Short exercise | Count the lines in the entries below that contain the word "tree". Reply with only that number.

Source material |

* start *

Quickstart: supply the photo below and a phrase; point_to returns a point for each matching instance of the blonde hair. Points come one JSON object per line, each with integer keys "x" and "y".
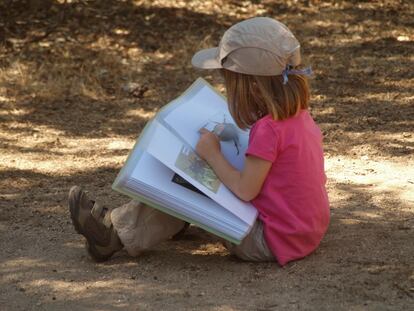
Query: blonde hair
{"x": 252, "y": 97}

* end *
* start *

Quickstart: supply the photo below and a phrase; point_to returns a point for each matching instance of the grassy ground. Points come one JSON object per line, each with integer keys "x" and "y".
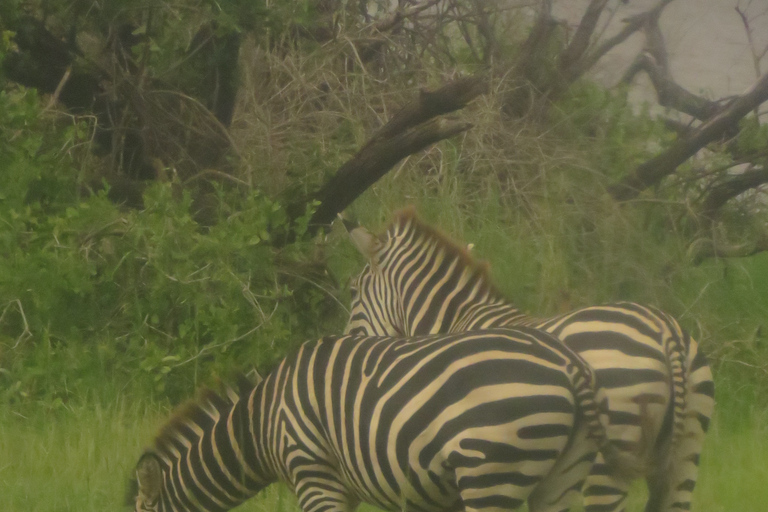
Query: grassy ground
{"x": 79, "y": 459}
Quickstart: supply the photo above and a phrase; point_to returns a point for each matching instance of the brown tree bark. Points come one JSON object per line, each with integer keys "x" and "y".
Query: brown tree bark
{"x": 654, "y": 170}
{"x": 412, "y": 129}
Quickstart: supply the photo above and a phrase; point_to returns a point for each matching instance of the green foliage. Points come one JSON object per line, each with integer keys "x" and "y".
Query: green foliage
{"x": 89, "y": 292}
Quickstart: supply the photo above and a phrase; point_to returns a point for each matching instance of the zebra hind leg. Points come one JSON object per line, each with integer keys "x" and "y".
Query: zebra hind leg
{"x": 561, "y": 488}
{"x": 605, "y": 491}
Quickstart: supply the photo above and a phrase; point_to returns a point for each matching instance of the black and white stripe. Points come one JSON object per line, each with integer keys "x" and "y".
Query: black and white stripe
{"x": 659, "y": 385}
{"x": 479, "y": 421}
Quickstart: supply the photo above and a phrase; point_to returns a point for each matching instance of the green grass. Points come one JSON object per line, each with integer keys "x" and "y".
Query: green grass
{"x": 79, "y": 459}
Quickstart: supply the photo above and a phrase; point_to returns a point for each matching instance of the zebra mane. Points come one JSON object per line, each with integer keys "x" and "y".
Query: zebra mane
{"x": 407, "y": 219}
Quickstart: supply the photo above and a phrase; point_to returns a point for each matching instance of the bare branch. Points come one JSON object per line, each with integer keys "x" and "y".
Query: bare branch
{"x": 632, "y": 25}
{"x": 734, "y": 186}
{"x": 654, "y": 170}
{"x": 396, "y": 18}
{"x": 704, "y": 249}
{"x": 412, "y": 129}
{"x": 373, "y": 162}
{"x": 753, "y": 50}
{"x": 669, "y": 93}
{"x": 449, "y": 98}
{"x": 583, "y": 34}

* end *

Reply | 2